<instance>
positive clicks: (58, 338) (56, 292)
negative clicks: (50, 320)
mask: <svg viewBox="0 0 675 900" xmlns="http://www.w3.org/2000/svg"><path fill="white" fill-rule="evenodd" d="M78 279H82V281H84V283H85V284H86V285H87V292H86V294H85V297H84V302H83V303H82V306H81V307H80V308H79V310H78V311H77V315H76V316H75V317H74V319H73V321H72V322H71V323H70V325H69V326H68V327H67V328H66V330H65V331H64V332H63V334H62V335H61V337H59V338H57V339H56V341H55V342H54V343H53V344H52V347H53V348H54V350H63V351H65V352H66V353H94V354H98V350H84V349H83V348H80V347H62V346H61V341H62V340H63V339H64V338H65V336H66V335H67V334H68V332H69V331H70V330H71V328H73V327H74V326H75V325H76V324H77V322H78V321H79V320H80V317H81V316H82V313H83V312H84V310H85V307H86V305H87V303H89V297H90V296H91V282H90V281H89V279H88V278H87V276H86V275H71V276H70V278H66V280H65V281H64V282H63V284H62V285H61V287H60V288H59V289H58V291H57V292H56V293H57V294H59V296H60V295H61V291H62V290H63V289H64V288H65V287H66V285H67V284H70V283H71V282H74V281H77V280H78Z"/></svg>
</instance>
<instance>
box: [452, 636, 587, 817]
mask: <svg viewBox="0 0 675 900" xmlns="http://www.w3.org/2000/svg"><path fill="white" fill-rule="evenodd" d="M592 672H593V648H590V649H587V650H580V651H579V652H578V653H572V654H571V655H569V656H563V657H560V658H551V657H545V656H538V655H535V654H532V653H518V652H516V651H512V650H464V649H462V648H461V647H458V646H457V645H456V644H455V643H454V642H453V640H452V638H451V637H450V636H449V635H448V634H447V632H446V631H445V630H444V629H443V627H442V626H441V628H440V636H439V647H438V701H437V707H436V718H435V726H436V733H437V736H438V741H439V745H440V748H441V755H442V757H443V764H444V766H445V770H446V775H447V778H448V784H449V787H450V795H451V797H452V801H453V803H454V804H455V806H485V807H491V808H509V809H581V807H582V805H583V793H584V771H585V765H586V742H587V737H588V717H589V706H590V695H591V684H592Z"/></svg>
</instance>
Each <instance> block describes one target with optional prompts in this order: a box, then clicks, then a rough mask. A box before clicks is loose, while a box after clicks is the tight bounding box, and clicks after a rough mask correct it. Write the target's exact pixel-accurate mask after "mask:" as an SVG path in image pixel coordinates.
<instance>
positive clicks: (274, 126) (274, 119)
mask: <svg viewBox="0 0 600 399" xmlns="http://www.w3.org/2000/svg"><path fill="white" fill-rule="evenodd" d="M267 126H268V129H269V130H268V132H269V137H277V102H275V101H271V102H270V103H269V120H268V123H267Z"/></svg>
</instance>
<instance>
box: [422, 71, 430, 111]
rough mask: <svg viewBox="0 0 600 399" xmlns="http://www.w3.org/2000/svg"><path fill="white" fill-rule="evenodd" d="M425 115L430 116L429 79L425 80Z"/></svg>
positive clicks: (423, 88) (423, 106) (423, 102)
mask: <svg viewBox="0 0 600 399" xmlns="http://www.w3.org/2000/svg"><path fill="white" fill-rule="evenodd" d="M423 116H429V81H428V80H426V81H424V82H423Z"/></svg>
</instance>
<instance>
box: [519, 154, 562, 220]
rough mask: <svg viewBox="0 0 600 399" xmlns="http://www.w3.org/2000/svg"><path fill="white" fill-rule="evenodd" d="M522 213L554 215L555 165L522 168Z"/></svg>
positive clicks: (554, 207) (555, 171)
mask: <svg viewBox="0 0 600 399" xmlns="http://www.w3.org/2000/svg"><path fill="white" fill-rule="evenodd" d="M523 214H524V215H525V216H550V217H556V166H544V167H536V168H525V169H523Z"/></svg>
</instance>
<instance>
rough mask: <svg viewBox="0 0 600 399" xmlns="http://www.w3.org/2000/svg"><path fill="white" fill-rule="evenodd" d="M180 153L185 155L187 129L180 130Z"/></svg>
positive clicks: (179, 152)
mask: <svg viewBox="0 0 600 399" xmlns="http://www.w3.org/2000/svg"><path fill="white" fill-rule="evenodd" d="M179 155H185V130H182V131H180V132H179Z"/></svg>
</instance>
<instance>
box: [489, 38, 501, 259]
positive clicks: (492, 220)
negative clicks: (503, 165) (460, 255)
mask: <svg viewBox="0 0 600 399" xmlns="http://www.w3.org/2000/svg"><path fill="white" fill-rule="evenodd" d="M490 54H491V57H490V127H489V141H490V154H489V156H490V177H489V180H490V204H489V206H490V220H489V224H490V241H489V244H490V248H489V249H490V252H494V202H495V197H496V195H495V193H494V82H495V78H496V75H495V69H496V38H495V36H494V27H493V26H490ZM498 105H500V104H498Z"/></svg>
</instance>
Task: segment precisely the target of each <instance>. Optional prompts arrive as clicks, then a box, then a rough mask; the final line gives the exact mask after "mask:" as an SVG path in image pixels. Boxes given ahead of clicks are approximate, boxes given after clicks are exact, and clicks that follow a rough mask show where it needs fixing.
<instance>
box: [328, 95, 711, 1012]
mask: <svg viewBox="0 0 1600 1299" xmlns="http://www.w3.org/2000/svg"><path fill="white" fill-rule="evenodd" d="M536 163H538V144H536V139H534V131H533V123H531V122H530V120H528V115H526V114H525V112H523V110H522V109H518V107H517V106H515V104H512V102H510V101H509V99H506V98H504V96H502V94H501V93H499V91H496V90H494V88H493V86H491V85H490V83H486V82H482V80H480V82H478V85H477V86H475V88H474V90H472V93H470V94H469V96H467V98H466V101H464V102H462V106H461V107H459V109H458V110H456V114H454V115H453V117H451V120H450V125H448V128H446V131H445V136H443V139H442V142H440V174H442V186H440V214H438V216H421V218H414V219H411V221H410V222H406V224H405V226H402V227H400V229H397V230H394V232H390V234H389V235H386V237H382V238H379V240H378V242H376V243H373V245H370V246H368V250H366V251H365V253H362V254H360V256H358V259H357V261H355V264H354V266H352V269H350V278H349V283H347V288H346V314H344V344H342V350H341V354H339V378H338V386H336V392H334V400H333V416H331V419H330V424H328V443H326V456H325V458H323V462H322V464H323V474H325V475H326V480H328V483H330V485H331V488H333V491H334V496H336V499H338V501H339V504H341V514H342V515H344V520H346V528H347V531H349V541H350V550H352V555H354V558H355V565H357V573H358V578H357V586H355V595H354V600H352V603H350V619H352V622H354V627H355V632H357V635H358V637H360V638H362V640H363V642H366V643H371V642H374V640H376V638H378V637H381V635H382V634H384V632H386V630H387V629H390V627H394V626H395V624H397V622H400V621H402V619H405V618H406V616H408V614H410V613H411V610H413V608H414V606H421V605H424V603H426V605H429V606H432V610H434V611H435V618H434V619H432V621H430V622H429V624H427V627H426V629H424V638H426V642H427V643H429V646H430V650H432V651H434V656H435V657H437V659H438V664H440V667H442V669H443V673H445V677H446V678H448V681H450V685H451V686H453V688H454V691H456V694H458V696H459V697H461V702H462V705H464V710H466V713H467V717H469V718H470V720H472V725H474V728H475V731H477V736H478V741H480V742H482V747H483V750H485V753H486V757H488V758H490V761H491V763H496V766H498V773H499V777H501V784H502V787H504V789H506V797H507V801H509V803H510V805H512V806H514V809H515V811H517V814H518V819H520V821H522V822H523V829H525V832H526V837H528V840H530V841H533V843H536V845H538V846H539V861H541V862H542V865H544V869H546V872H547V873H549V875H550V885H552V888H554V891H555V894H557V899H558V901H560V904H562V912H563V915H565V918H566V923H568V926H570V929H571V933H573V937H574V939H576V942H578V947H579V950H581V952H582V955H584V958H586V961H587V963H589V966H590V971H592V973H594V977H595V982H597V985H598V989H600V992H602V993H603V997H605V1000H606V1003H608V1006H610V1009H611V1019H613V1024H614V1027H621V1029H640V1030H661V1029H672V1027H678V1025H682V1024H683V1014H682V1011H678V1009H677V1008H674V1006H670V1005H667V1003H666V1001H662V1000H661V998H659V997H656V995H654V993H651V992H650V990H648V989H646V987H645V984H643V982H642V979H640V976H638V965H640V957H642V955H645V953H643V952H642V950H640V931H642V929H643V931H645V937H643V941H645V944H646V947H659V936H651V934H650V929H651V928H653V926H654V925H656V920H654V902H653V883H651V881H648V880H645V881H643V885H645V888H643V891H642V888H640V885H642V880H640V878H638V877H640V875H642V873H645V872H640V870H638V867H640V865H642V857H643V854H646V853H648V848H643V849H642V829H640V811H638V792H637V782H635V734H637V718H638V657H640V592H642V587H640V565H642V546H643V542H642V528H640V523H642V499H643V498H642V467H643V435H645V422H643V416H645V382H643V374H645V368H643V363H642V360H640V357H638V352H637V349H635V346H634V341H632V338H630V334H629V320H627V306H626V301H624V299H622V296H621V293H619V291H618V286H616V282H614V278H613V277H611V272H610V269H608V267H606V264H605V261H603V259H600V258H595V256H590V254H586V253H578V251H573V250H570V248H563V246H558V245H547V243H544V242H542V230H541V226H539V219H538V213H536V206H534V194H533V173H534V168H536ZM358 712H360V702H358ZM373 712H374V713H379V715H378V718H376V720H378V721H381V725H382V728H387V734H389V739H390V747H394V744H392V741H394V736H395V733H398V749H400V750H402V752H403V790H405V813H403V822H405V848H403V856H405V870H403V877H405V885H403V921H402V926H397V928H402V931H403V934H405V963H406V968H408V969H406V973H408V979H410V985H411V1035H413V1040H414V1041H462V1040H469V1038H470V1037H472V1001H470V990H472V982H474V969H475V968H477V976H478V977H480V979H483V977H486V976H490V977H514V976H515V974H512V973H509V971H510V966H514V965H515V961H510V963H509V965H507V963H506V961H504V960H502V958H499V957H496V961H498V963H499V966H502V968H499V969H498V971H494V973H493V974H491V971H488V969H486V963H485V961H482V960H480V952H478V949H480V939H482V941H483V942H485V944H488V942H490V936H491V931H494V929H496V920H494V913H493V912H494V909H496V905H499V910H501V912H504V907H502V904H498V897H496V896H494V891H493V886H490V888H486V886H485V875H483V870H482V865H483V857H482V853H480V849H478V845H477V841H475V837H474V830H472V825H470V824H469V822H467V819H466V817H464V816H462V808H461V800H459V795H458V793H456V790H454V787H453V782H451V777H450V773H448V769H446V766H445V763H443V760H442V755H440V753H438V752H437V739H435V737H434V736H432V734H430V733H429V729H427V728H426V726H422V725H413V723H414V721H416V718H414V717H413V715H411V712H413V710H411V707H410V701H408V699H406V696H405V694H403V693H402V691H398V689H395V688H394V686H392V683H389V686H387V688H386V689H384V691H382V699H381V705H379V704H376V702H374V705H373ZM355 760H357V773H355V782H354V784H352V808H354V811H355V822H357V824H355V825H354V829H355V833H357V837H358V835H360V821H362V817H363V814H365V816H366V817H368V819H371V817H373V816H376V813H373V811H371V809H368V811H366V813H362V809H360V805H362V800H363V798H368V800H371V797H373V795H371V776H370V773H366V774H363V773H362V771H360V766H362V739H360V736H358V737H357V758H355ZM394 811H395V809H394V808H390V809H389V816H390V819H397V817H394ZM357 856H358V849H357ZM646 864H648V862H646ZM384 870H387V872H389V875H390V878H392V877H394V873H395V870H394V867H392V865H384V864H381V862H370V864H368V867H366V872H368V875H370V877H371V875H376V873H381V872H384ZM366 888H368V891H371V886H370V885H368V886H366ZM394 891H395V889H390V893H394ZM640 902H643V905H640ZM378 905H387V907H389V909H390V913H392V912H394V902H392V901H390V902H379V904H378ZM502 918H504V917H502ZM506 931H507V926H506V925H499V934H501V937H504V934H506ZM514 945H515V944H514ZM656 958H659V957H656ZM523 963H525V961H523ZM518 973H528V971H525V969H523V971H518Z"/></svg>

____

## TASK INSTRUCTIONS
The lines to copy are those in the listing that contain the word "rough".

## ANSWER BOX
Each <instance> block describes one target with optional prompts in this order: a box, then clicks, then a rough mask. A box before clicks is loose, while a box after clicks is the tight bounding box, and clicks after a rough mask correct it. Write the target's exact pixel-accurate mask after "mask:" as an SVG path in image pixel coordinates.
rough mask: <svg viewBox="0 0 600 399" xmlns="http://www.w3.org/2000/svg"><path fill="white" fill-rule="evenodd" d="M425 115L430 116L429 79L425 80Z"/></svg>
rough mask: <svg viewBox="0 0 600 399" xmlns="http://www.w3.org/2000/svg"><path fill="white" fill-rule="evenodd" d="M522 213L554 215L555 165L522 168Z"/></svg>
rough mask: <svg viewBox="0 0 600 399" xmlns="http://www.w3.org/2000/svg"><path fill="white" fill-rule="evenodd" d="M180 153L185 155L187 129L180 130Z"/></svg>
Task: segment precisely the target of each <instance>. Optional prompts arrive as clicks, then a box, then a rough mask; the final line gives the exact mask after "mask:" as an SVG path in image pixels. Boxes given ahead of clicks are approximate, boxes given after clicks are exact, and clicks that follow a rough mask show where it needs fixing.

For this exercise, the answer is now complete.